## WORK ITEM
Could you print the lines below exactly, from the one holding "Segment each instance of the concrete" through the last line, with no other output?

## Saved data entries
+++

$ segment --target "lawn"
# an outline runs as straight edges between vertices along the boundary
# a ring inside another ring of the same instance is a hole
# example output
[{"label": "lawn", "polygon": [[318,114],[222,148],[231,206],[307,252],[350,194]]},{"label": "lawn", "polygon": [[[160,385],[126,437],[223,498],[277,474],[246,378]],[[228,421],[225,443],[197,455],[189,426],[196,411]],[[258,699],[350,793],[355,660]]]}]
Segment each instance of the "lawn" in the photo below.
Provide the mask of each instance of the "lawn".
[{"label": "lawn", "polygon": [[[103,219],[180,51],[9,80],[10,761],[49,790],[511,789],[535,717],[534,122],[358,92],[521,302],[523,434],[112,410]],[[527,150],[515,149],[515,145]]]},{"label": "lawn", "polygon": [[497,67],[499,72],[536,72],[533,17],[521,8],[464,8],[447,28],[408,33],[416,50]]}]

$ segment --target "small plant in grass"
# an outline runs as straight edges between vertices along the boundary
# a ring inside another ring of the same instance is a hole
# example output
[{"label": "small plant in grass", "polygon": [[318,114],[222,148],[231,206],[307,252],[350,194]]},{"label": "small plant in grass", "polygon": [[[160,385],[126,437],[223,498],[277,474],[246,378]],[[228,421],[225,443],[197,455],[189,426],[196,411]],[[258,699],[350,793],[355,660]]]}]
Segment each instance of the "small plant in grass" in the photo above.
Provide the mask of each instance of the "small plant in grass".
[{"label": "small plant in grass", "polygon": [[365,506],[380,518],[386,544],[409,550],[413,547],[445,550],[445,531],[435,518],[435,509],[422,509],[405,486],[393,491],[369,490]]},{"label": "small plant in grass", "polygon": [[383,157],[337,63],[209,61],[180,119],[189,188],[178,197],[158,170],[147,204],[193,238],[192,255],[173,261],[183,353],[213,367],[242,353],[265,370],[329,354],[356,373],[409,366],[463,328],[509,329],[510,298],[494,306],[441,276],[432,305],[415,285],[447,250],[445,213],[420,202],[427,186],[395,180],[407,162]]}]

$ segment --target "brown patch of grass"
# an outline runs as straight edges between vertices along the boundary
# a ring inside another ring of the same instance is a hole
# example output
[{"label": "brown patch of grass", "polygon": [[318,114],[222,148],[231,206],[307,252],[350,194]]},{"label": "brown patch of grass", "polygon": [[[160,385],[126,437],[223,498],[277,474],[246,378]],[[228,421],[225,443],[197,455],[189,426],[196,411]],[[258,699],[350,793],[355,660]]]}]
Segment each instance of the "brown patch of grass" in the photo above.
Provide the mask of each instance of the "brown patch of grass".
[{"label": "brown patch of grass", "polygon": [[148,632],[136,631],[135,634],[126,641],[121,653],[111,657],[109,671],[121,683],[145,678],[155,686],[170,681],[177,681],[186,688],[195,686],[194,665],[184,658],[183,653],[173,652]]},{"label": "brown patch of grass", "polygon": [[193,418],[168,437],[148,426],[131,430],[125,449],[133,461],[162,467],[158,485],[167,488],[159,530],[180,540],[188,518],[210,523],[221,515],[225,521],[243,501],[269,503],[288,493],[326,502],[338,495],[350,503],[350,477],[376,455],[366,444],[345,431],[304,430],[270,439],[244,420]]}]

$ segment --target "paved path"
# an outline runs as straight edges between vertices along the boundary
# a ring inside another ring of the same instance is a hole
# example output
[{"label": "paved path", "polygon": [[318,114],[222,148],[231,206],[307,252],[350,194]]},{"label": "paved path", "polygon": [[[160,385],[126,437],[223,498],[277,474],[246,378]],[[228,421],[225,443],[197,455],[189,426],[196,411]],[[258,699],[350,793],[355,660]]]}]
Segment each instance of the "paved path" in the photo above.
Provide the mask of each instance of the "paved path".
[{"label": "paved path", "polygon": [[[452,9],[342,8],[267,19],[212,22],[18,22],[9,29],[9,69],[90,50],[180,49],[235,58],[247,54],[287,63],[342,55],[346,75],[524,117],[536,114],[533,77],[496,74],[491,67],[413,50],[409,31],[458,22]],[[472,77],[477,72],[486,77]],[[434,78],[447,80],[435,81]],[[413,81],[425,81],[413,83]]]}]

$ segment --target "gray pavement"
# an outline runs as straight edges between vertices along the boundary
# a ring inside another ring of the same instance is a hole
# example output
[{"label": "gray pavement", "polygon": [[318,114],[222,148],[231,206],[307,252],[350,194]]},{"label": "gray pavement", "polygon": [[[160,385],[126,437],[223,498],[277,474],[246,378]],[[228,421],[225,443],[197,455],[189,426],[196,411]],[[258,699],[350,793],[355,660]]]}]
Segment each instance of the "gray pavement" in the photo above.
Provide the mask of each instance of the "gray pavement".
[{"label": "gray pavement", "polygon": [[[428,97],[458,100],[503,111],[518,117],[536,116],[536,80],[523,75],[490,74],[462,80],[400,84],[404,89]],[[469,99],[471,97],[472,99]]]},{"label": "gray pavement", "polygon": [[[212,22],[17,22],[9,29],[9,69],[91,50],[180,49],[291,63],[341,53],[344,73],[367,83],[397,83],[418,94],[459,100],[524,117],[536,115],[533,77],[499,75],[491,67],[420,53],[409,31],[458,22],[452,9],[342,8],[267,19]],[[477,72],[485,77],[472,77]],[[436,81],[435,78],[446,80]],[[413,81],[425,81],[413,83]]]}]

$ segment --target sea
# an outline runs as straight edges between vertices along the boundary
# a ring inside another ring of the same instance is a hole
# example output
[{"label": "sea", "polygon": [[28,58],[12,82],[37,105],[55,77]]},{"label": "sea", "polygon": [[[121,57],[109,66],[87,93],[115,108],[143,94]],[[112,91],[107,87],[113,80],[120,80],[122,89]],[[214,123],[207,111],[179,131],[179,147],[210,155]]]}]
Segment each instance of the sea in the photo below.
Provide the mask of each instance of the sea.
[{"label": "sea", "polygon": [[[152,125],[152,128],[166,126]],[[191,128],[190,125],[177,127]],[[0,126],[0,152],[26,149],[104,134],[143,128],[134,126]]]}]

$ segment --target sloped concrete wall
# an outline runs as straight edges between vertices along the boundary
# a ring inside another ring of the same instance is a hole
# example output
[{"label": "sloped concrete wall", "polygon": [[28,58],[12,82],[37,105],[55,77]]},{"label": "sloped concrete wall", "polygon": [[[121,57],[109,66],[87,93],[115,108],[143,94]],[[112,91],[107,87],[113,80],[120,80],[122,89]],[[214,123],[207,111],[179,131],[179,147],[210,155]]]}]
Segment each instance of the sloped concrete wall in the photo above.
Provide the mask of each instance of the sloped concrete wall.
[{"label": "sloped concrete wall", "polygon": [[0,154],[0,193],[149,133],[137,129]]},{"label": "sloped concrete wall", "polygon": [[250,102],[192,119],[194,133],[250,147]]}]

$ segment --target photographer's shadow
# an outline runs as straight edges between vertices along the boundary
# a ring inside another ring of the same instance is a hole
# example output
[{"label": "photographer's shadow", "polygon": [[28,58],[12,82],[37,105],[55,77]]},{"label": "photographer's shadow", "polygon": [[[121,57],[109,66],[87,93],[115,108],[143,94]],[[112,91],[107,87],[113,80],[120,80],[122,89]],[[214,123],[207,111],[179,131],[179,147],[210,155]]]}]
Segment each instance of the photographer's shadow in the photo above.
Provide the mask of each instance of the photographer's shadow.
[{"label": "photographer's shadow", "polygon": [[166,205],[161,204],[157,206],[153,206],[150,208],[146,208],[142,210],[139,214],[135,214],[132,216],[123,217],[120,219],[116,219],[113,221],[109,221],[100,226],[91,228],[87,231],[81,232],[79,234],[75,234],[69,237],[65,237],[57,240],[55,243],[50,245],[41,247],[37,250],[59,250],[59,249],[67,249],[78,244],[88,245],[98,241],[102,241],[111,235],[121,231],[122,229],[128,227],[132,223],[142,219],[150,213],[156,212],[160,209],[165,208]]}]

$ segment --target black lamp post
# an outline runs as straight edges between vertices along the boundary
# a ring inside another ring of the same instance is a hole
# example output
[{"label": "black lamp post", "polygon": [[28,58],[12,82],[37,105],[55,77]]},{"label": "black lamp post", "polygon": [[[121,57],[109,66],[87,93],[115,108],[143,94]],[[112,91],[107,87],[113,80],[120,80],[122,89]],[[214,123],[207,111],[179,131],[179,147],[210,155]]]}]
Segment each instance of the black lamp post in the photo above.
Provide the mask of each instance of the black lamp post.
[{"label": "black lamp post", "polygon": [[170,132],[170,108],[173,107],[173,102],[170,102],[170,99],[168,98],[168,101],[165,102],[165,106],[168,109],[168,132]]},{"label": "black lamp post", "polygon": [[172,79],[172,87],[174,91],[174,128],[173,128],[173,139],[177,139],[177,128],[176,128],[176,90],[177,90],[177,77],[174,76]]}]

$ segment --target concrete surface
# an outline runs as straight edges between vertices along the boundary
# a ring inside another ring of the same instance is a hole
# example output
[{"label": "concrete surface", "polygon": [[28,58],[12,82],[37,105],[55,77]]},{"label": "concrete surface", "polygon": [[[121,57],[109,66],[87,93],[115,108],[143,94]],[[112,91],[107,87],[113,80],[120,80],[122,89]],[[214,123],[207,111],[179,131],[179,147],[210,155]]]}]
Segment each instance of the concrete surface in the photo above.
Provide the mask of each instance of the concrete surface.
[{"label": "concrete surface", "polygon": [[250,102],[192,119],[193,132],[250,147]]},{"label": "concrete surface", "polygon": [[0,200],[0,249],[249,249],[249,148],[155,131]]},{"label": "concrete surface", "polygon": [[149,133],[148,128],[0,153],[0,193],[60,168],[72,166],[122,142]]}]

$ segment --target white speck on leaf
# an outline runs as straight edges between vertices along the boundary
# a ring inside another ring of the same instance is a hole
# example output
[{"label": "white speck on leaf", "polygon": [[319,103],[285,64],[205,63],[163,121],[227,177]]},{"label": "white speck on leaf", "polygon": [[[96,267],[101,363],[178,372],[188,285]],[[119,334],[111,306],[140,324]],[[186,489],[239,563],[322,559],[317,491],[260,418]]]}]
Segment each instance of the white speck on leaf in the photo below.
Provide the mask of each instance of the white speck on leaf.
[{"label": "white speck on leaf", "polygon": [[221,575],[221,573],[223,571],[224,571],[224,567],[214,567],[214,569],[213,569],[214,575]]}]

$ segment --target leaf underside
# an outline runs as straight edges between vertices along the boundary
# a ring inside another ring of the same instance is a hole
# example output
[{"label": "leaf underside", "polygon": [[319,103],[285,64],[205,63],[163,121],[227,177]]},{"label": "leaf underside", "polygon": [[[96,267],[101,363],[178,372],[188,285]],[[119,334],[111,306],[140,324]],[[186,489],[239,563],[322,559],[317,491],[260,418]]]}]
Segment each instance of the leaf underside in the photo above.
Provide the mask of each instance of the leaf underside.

+++

## RESPONSE TO THIS EXERCISE
Segment each instance of the concrete surface in the photo above.
Provide the mask of each instance of the concrete surface.
[{"label": "concrete surface", "polygon": [[250,102],[192,119],[193,132],[250,147]]},{"label": "concrete surface", "polygon": [[0,200],[0,249],[249,249],[249,148],[155,131]]},{"label": "concrete surface", "polygon": [[149,133],[148,128],[0,153],[0,193],[60,168],[72,166],[122,142]]}]

$ segment --target white speck on leaf
# an outline runs as straight edges between vertices along the boundary
# a ring inside another ring of the same instance is a hole
# example output
[{"label": "white speck on leaf", "polygon": [[319,103],[285,64],[205,63],[163,121],[227,177]]},{"label": "white speck on leaf", "polygon": [[[96,267],[101,363],[178,372],[188,285]],[[119,334],[111,306],[140,324]],[[186,489],[239,563],[322,559],[317,491],[260,418]]]}]
Segment each instance of the white speck on leaf in the photo below.
Provide the mask of each instance of the white speck on leaf.
[{"label": "white speck on leaf", "polygon": [[221,575],[221,573],[223,571],[224,571],[224,567],[214,567],[214,569],[213,569],[214,575]]}]

$ segment --target leaf underside
# an outline runs as straight edges between vertices along the boundary
# a ring inside another ring of the same instance is a hole
# example output
[{"label": "leaf underside", "polygon": [[319,103],[285,64],[205,63],[163,121],[227,177]]},{"label": "leaf underside", "polygon": [[[96,267],[101,363],[178,372],[188,285]],[[119,334],[111,306],[140,324]],[[186,489],[239,563],[322,559],[317,491],[260,418]]]}]
Segment each instance of the leaf underside in the photo above.
Provide the mask of each instance of the leaf underside.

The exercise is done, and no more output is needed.